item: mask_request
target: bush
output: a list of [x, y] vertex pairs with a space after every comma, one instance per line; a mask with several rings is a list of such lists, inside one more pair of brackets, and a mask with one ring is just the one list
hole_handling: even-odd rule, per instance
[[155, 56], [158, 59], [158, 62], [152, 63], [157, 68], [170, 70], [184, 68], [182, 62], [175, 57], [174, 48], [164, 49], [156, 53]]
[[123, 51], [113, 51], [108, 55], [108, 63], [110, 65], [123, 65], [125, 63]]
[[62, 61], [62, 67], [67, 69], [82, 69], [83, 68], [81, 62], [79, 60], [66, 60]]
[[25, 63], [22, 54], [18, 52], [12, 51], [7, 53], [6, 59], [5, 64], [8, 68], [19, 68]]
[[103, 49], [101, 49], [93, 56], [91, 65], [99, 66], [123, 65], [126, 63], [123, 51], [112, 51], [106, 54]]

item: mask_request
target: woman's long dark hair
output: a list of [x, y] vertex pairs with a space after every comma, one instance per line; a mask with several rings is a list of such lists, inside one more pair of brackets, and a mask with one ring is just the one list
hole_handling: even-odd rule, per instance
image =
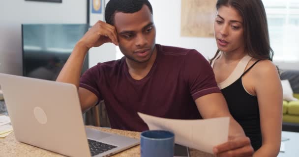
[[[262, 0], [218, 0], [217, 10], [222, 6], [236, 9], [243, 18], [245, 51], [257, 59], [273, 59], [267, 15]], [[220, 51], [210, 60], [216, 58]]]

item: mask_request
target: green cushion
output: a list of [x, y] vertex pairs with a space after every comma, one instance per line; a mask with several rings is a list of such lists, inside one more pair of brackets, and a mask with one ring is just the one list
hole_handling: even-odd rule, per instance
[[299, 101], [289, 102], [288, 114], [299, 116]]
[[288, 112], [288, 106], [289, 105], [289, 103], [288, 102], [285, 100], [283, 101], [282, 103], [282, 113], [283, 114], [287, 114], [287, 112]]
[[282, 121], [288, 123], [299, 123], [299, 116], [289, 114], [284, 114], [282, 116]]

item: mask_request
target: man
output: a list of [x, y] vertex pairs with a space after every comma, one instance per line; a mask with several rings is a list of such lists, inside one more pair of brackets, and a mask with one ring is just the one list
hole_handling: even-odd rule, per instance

================================

### Stated problem
Transcribe every entry word for word, but omit the pictures.

### The response
item: mask_request
target: bush
output: a list of [x, y] vertex pairs with a space after every comma, one instance per line; a mask with several rings is a list of such lists, inside one more pair of brackets, and a mask with one ring is just the one list
hole_handling: even-odd rule, per instance
[[155, 56], [158, 59], [158, 62], [152, 63], [157, 68], [170, 70], [184, 68], [182, 62], [175, 57], [174, 48], [164, 49], [156, 53]]
[[123, 51], [113, 51], [108, 55], [108, 63], [110, 65], [123, 65], [125, 63]]
[[62, 61], [62, 67], [67, 69], [82, 69], [83, 68], [81, 62], [79, 60], [66, 60]]
[[25, 63], [22, 54], [18, 52], [12, 51], [7, 53], [6, 59], [5, 64], [8, 68], [19, 68]]
[[103, 49], [101, 49], [93, 56], [91, 65], [99, 66], [123, 65], [126, 63], [123, 51], [112, 51], [106, 54]]

item: mask_request
target: woman's long dark hair
output: a list of [x, y] vertex pairs with a space after every comma, one instance per line; a mask with several rings is a list of such lists, inside one more pair of brackets, and a mask with one ring is just the one list
hole_handling: even-odd rule, per instance
image =
[[[262, 0], [218, 0], [217, 10], [222, 6], [236, 9], [243, 18], [245, 51], [257, 59], [273, 59], [267, 15]], [[220, 51], [210, 60], [216, 58]]]

item: mask_request
target: green cushion
output: a list of [x, y] vertex pairs with a space after every comma, one instance per line; a mask with several rings is a list of such lists, inside one more pair of brackets, and a mask with one ring is just the one list
hole_handling: even-odd rule, per instance
[[299, 101], [289, 102], [288, 114], [299, 116]]
[[288, 112], [288, 106], [289, 105], [289, 103], [288, 102], [285, 100], [283, 101], [282, 103], [282, 113], [283, 114], [287, 114], [287, 112]]
[[282, 121], [288, 123], [299, 123], [299, 116], [289, 114], [284, 114], [282, 116]]

item: mask_request
target: man
output: a list of [x, y] vertex pairs with a space after every comma, one instance per line; a mask with several rings is a list of such lists, inside one more pair of brackets, and a mask with one ring is just the one list
hole_handling: even-odd rule, per instance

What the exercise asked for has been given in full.